== Source extract ==

----------

Ingestr Assets
Ingestr is a CLI tool that allows you to easily move data between platforms. Bruin supports ingestr
natively as an asset type.
Using Ingestr, you can move data from:
- your production databases like:
- MSSQL
- MySQL
- Oracle
- your daily tools like:
- Notion
- Google Sheets
- Airtable
- from other platforms such as:
- Hubspot
- Salesforce
- Google Analytics
- Facebook Ads
- Google Ads
to your data warehouses:
- Google BigQuery
- Snowflake
- AWS Redshift
- Azure Synapse
- Postgres
INFO
You can read more about the capabilities of ingestr in its documentation.

----------

(Excerpts from point annotation data)
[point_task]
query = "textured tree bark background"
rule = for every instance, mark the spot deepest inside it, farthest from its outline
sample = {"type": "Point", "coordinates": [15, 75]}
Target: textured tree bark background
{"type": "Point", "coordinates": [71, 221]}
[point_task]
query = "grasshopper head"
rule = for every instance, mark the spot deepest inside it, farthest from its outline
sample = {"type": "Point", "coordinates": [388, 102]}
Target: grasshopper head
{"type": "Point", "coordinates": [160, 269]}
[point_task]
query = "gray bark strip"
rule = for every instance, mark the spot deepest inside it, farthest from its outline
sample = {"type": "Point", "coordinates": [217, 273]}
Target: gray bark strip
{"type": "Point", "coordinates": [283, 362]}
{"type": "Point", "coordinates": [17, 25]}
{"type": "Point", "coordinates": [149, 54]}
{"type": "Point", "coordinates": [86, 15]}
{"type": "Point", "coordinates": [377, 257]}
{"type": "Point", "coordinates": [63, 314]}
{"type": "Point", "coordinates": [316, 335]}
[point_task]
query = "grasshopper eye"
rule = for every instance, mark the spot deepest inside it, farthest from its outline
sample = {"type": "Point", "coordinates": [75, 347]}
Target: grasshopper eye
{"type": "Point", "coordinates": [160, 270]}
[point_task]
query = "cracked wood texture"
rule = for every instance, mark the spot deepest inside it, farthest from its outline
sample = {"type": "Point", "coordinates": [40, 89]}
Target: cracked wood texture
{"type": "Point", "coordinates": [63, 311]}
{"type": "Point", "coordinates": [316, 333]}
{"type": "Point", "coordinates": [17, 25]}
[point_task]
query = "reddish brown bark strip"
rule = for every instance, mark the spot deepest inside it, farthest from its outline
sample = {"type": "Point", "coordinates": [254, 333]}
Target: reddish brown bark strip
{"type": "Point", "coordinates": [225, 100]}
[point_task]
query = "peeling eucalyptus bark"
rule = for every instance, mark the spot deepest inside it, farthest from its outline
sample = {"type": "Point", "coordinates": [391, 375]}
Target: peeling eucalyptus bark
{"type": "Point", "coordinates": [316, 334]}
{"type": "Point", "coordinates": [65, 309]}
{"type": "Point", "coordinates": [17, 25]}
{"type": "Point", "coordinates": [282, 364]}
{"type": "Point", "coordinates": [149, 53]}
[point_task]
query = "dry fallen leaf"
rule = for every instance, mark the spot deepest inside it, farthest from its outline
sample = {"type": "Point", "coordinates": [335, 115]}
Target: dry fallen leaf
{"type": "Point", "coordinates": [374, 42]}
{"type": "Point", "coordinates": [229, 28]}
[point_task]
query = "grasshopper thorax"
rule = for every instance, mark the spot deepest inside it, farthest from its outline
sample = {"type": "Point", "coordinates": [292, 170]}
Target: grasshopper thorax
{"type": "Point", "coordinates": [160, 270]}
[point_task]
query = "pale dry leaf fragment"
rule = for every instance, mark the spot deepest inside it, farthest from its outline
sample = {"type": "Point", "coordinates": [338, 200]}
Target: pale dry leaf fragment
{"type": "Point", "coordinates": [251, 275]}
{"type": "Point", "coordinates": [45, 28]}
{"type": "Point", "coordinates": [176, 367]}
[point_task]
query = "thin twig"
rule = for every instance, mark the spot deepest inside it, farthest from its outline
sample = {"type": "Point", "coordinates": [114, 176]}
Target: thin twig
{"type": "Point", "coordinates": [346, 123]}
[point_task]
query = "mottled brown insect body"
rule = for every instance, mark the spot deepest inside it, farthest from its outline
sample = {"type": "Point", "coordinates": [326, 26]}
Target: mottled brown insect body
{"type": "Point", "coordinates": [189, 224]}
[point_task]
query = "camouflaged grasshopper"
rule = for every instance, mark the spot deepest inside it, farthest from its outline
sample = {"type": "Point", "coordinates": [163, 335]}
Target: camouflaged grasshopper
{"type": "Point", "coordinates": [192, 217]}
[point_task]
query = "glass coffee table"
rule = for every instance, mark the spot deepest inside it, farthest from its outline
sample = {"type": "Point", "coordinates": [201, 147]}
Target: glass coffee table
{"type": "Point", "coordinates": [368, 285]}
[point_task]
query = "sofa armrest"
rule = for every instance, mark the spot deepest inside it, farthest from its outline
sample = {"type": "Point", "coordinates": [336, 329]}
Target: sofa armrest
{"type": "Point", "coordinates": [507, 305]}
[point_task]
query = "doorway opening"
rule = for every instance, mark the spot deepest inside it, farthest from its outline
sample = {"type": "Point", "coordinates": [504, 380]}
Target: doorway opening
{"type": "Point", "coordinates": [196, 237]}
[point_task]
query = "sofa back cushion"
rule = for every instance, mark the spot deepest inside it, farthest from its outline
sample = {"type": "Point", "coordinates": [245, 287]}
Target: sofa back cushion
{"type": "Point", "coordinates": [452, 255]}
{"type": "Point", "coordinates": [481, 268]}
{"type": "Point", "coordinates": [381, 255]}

----------

== Aim of the exercise ==
Answer these from the Ingestr assets page:
(a) What kind of tool does the page say ingestr is?
(b) Which daily tools does it list as sources of data?
(c) Which data warehouses can the data be moved to?

== Expected output ==
(a) A CLI tool that allows you to easily move data between platforms.
(b) Notion, Google Sheets and Airtable.
(c) Google BigQuery, Snowflake, AWS Redshift, Azure Synapse and Postgres.